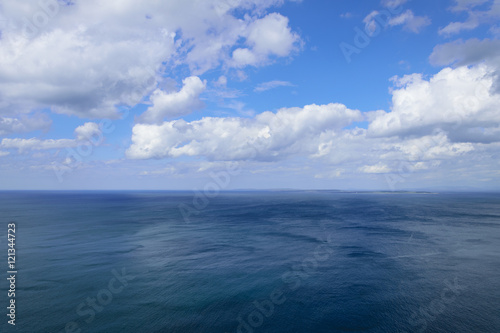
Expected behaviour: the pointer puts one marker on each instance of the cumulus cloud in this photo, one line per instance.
(24, 124)
(410, 22)
(377, 168)
(175, 104)
(393, 3)
(271, 85)
(464, 53)
(476, 16)
(87, 132)
(266, 37)
(87, 57)
(268, 136)
(453, 100)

******

* [Instructions for the task] The data above should be set down again exactly, with the pictures omitted.

* [Written response]
Expected behaviour: the pointer puts one marker on each instance of the cumulus cloud in this photo, one line per instance.
(24, 124)
(410, 22)
(377, 168)
(175, 104)
(393, 3)
(271, 85)
(464, 53)
(476, 16)
(87, 132)
(266, 37)
(87, 57)
(268, 136)
(453, 100)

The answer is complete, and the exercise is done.